==== DATA ====
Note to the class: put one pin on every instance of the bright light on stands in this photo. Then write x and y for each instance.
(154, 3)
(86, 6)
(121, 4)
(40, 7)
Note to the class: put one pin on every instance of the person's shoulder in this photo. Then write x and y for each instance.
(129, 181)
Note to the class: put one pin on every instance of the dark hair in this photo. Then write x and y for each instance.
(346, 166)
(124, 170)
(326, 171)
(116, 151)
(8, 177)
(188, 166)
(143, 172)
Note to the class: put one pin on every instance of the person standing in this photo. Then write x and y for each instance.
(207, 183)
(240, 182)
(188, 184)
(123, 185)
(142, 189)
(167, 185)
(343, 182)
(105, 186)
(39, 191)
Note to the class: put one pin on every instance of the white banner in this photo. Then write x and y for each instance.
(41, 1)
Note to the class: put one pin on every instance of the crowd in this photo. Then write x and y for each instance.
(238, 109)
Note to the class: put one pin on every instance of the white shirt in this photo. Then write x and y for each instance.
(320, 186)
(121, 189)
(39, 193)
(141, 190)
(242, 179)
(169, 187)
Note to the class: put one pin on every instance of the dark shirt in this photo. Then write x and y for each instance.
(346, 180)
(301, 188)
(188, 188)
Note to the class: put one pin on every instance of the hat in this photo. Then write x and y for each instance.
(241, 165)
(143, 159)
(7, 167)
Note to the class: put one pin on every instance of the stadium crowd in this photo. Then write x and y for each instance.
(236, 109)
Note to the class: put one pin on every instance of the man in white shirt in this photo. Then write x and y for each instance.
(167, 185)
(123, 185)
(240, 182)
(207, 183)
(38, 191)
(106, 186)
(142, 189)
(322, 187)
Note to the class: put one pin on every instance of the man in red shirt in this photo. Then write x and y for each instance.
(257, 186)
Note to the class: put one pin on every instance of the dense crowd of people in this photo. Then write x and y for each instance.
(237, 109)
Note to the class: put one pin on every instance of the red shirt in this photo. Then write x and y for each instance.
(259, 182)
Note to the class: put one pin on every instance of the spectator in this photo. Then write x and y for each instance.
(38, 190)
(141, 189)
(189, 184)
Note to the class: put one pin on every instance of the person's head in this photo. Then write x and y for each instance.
====
* ASSIGNMENT *
From the line containing "the white banner" down to the last line, reproduce the records exactly. Include both ends.

* COMPLETED EXERCISE *
Note to the class: put one pin on every instance of the white banner in this photo. Then write x and y for each instance.
(41, 1)
Note to the class: put one pin on every instance of the crowd in this photo. Then write x and y for each instance.
(238, 109)
Note to the class: put one pin on every instance of the white shirt in this photo. Then write x and y for each instance.
(320, 186)
(121, 189)
(39, 193)
(141, 190)
(242, 179)
(169, 187)
Note to the class: put one pin on every instance of the dark shirt in this photo. Then write x and y for each instance.
(346, 180)
(301, 188)
(188, 188)
Note to the class: put one pin on every instance of the hat in this photo. Then write x and y for each instance.
(241, 165)
(143, 159)
(7, 167)
Note to the class: put one pin on every instance of the stadium crowd in this photo. Then write x and y for each instance.
(236, 109)
Note to the class: put one pin on every instance of the man in white shirt in this photo. Then write x and y for each instance.
(167, 185)
(123, 185)
(240, 182)
(207, 183)
(38, 191)
(106, 186)
(142, 189)
(322, 187)
Note to the class: put one pin on every instance of the man in red shirt in this photo. Then write x and y for each instance.
(257, 186)
Note to the class: put one pin on every instance of the dense crowd of people in this photo. Then write x and y for each instance.
(237, 109)
Note to the class: put one pin on every instance of the red shirt in this photo. Then write x and y for each instance.
(259, 182)
Note to the class: put one pin on every instance of the spectator in this photo. Then write x and y for each instance.
(38, 190)
(141, 189)
(189, 184)
Note to the class: put one pin on every instance of the person's head in this photo. Then write x and y for each instance.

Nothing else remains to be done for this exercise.